(Task goal): In the entries below, find the line with "the paved ground." and the line with "white polo shirt.". Reproduce those two lines and every line between them exactly, and nothing more.

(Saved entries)
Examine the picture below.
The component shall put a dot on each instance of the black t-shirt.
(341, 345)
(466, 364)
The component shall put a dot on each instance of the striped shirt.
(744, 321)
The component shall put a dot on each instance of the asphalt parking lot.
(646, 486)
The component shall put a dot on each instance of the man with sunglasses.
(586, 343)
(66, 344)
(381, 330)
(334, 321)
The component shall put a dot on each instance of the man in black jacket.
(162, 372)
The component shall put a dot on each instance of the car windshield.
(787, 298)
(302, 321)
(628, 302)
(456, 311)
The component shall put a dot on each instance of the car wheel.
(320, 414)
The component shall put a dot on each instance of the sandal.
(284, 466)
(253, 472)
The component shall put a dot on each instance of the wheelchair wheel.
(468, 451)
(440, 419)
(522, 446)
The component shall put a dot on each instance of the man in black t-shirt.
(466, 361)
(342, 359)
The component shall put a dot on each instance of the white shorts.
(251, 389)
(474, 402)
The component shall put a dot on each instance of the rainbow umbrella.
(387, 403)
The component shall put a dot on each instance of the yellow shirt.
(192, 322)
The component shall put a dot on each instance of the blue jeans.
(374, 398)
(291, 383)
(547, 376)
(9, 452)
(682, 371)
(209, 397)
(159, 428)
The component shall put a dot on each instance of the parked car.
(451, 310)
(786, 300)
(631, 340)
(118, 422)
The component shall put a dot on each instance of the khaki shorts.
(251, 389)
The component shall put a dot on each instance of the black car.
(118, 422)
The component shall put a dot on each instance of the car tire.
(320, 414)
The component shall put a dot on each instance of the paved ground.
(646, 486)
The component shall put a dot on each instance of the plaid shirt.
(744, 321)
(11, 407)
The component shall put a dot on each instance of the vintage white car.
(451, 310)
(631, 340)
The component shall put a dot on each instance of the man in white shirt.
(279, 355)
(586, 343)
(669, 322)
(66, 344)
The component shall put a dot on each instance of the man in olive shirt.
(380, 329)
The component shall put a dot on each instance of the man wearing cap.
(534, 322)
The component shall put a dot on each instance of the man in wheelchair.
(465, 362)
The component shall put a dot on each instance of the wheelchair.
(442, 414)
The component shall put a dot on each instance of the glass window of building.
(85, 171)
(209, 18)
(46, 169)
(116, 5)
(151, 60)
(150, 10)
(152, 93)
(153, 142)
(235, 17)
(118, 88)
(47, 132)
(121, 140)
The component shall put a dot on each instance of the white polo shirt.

==

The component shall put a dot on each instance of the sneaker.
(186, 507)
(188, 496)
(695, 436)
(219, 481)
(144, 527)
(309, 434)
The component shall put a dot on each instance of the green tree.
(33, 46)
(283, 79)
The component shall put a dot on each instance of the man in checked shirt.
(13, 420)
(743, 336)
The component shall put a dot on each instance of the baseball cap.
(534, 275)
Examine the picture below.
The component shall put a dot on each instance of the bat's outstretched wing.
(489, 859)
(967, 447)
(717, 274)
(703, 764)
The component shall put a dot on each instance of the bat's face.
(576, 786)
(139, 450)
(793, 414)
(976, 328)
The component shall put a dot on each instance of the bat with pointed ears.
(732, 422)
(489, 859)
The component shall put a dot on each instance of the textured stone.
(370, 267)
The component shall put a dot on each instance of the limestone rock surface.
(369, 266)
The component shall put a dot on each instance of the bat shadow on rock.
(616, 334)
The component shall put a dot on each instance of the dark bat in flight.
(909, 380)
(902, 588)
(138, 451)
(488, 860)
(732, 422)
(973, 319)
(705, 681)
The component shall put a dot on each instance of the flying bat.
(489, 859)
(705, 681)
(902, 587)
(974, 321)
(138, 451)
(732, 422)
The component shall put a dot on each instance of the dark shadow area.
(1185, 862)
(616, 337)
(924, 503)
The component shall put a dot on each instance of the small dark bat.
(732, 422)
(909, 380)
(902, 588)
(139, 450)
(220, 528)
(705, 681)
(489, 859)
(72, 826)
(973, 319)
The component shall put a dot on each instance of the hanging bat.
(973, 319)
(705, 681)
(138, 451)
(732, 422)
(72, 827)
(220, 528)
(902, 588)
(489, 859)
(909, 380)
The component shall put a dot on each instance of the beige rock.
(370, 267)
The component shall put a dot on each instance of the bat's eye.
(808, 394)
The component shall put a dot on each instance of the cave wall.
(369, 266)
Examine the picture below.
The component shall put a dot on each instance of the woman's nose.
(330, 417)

(Written answer):
The component shall put a dot on each instance of the paved ground.
(646, 486)
The component shall put a dot on each instance of the plaid shirt.
(744, 321)
(11, 407)
The component shall put a dot on each instance of the vintage white car.
(451, 310)
(631, 340)
The component shall put a dot on each instance of the man in white shirt.
(279, 355)
(586, 343)
(669, 322)
(66, 344)
The component shall put a dot on each instance of the man in olive shirt.
(380, 329)
The component shall put a dot on each instance of the man wearing cap.
(534, 322)
The component shall put a dot on each instance of the man in wheelchair.
(465, 362)
The component shall put a dot on each instance of the wheelchair.
(442, 414)
The component shall put a dot on each instance of the glass window of building.
(85, 171)
(209, 18)
(46, 169)
(116, 5)
(151, 60)
(150, 10)
(152, 93)
(153, 142)
(235, 17)
(118, 88)
(47, 132)
(121, 140)
The component shall put a dot on each instance of the white polo shirt.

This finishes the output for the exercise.